DATASET ENTRIES Start Marker

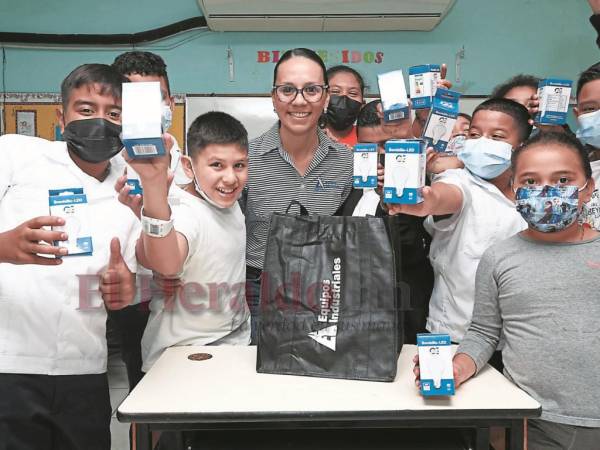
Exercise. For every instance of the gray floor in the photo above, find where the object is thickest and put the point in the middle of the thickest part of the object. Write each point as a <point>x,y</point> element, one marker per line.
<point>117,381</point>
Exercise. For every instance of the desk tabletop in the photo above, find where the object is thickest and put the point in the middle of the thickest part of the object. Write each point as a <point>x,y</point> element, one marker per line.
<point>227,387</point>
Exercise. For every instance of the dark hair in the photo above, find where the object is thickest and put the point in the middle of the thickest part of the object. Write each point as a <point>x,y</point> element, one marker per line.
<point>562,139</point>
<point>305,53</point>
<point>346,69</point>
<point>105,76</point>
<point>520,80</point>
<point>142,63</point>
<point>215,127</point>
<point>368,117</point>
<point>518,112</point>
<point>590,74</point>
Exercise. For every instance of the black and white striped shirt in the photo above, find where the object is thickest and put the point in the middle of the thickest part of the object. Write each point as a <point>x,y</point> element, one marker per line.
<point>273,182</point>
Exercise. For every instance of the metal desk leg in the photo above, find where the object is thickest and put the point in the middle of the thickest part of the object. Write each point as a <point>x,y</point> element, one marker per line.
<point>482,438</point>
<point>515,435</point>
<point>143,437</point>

DATASET ENTRIES End Marker

Could you write out the whole listing exactly, skipping every picture?

Exercise. For every instance of the gray floor in the photo above, find where the object is thickest and put the point in the middle of the thickest part of the object. Write each point as a <point>x,y</point> element, one marker per line.
<point>117,381</point>
Exercise. For every instance of the desk tabletop in the photo above, find where the object is thickest and put the point in the middle of the thickest part of the object. Write each point as a <point>x,y</point> element, one marker per line.
<point>227,387</point>
Exercise. For every instance of the dark hair in the photo above, find where the object is thickest and put the point in the middle of the thickest part of the object. Write each point as a <point>x,y</point> element, one marker per line.
<point>562,139</point>
<point>305,53</point>
<point>346,69</point>
<point>105,76</point>
<point>520,80</point>
<point>142,63</point>
<point>215,127</point>
<point>368,117</point>
<point>518,112</point>
<point>590,74</point>
Exercise. For every instance of the black and white striped shirt in the photo above, find where the object is thickest and put the point in the middle of the thickest part of the object. Write each point as a <point>x,y</point> element, one marker per line.
<point>273,182</point>
Exercise. For every instance of the metal desk leg in the photo above, find where the object is thickest and put the point in the middle of the thickest part of the object. Write each point as a <point>x,y</point> element, one marker per line.
<point>482,438</point>
<point>515,435</point>
<point>143,437</point>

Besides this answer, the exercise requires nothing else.